- Data
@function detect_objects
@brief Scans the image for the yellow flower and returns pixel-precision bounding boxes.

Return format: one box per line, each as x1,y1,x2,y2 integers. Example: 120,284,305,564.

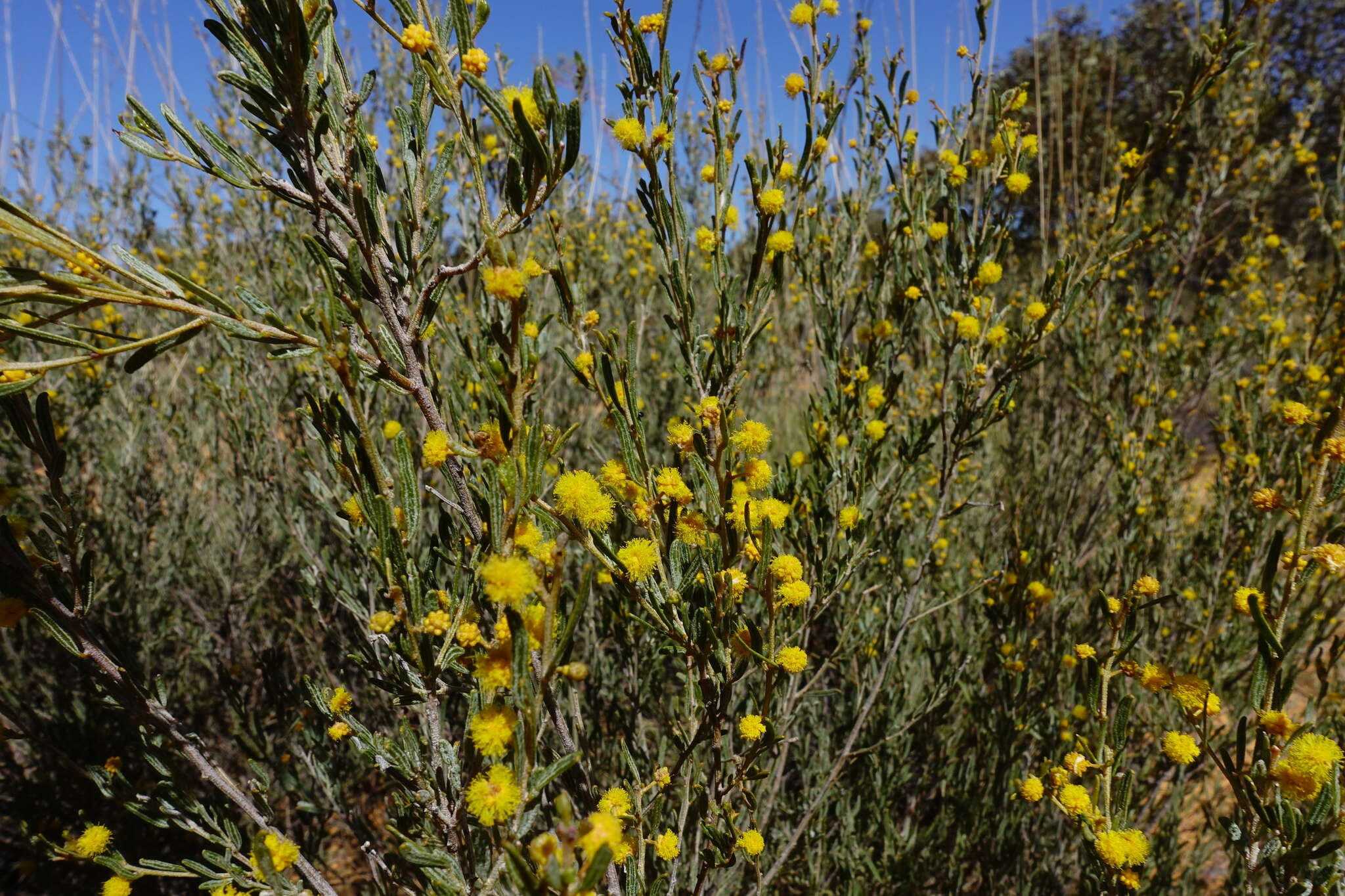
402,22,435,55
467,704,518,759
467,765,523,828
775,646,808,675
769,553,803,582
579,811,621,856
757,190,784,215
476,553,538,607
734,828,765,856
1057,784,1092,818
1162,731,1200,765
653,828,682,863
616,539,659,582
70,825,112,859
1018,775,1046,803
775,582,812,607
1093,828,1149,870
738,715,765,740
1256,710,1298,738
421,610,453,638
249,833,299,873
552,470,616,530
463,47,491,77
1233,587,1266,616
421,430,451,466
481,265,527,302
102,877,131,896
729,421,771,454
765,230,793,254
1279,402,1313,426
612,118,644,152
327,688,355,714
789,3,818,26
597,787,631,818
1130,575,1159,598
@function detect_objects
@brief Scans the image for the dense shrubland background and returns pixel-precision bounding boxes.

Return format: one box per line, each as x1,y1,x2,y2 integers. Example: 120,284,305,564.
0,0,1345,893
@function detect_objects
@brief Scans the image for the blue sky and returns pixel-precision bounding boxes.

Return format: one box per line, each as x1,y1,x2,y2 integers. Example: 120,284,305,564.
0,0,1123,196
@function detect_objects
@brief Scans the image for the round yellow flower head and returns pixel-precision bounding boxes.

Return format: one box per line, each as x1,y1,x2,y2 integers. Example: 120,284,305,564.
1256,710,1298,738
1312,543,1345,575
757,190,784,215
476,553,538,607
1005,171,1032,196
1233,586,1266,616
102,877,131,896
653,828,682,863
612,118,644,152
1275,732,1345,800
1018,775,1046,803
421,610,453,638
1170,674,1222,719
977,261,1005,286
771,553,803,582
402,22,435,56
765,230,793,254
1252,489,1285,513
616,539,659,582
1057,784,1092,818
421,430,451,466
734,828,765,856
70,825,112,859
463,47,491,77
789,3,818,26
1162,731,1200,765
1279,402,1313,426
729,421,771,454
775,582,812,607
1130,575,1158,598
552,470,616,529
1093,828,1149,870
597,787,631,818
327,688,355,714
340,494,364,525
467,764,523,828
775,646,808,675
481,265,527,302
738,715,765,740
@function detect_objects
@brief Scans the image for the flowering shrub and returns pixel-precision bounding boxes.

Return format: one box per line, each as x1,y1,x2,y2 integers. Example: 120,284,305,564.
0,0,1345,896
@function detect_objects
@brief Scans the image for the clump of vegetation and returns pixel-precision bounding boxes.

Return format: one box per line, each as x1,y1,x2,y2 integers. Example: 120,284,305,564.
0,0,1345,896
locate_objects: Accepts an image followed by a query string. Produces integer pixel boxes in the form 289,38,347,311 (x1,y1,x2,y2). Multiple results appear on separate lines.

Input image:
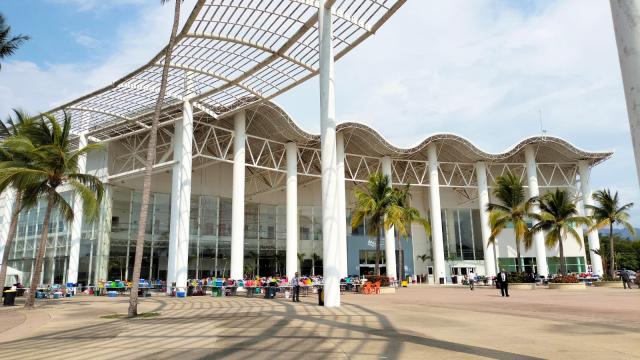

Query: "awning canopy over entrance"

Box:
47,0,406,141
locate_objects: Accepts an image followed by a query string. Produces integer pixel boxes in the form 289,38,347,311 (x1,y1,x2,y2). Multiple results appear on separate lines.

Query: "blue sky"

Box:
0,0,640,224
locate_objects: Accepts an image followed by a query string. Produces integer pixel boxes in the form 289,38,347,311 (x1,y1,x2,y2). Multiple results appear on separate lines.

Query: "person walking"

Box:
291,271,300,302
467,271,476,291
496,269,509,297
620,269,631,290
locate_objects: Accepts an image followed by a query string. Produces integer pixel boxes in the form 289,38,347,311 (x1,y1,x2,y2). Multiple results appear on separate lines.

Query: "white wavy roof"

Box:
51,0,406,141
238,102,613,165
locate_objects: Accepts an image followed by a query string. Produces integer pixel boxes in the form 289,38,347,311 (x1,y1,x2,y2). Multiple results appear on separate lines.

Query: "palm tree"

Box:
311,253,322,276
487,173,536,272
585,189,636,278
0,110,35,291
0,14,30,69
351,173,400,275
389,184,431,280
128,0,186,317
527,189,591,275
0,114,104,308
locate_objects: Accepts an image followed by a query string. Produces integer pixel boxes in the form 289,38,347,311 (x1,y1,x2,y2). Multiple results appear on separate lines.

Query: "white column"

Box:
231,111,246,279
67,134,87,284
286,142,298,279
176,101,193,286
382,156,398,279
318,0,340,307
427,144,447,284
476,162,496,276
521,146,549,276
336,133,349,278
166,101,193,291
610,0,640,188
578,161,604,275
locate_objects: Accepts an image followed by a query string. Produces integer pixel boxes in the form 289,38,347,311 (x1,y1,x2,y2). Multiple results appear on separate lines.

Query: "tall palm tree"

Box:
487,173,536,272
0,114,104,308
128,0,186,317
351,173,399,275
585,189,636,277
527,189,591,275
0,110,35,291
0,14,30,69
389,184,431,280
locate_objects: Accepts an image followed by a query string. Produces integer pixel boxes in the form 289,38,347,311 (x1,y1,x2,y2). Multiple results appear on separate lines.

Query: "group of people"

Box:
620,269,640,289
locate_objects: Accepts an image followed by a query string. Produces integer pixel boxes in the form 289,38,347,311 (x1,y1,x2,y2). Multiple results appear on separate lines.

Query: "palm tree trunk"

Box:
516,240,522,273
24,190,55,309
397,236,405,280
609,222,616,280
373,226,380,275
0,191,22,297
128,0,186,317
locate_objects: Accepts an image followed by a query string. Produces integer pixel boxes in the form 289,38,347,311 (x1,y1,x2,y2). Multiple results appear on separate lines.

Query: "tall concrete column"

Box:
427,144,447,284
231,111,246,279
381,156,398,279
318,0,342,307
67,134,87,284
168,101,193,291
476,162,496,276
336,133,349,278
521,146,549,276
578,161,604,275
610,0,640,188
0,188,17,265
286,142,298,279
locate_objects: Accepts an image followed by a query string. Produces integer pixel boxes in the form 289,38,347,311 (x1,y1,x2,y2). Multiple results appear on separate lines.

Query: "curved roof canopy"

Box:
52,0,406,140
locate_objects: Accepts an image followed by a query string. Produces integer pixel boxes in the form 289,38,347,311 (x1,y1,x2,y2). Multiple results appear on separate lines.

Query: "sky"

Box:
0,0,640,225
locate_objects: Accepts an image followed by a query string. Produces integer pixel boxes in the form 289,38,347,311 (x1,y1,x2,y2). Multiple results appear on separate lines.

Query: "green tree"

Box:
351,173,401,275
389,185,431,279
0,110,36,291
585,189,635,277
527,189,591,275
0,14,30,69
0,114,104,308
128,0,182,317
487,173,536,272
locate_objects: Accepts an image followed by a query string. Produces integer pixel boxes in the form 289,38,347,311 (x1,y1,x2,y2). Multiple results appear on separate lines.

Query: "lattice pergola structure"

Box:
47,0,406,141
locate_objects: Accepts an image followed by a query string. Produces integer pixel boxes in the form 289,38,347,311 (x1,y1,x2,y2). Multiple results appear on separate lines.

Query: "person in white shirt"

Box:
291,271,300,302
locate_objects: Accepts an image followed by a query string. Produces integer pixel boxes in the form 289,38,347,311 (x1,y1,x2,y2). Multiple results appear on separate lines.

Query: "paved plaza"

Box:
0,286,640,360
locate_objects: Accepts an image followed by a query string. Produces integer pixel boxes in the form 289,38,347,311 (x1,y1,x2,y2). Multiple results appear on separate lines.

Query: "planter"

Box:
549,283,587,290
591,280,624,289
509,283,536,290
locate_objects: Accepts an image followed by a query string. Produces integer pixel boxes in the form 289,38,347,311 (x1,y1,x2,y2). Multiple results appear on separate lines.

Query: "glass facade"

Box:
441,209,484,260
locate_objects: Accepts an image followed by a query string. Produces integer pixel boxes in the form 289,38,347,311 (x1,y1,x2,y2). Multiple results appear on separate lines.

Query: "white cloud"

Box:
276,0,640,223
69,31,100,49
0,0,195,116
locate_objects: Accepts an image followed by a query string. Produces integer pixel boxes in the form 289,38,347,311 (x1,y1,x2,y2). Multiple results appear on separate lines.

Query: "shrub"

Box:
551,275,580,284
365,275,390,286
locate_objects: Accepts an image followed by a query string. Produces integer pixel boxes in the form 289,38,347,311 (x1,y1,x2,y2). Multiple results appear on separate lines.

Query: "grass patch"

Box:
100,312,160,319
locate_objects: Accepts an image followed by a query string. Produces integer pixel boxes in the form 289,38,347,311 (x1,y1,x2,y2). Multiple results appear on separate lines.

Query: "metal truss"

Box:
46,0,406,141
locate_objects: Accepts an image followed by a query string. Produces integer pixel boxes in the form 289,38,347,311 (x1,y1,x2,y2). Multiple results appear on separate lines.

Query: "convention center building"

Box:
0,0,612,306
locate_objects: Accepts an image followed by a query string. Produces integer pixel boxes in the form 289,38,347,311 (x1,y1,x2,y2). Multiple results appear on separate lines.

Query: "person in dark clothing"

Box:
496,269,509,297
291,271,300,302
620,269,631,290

- Problem to work on
Copy the lines verbatim from the beginning of the lines through the line containing "0,0,1123,196", including both the first line and that one, and omit the pictures from your copy.

- Written solution
@function detect_objects
@brief Scans the image for the yellow flower and returns pixel-precision bounding boxes.

Return format: one box per line, each as x1,y1,x2,y2 integers. Example: 120,284,305,564.

402,22,435,55
467,704,518,759
467,765,523,828
775,646,808,675
769,553,803,582
579,811,621,856
757,190,784,215
476,553,538,607
734,828,765,856
1057,784,1092,818
1162,731,1200,765
653,828,682,863
616,539,659,582
70,825,112,859
1018,775,1046,803
775,582,812,607
1093,828,1149,870
738,715,765,740
1256,710,1298,738
421,610,453,638
249,833,299,873
552,470,616,530
463,47,491,77
1233,587,1266,616
421,430,451,466
481,265,527,302
102,877,131,896
729,421,771,454
765,230,793,254
1279,402,1313,426
612,118,644,152
327,688,355,714
789,3,818,26
597,787,631,818
1130,575,1159,598
@function detect_objects
@brief Scans the image for the dense shrubland background and returns pixel-precision bounding boxes.

Return format: one box per line, each as x1,y1,x2,y2 integers. Example: 120,284,305,564.
0,0,1345,893
@function detect_objects
@brief Scans the image for the blue sky and returns pixel-precision bounding boxes.

Return format: one box per line, each as x1,y1,x2,y2 integers. Example: 120,284,305,564.
0,0,1123,196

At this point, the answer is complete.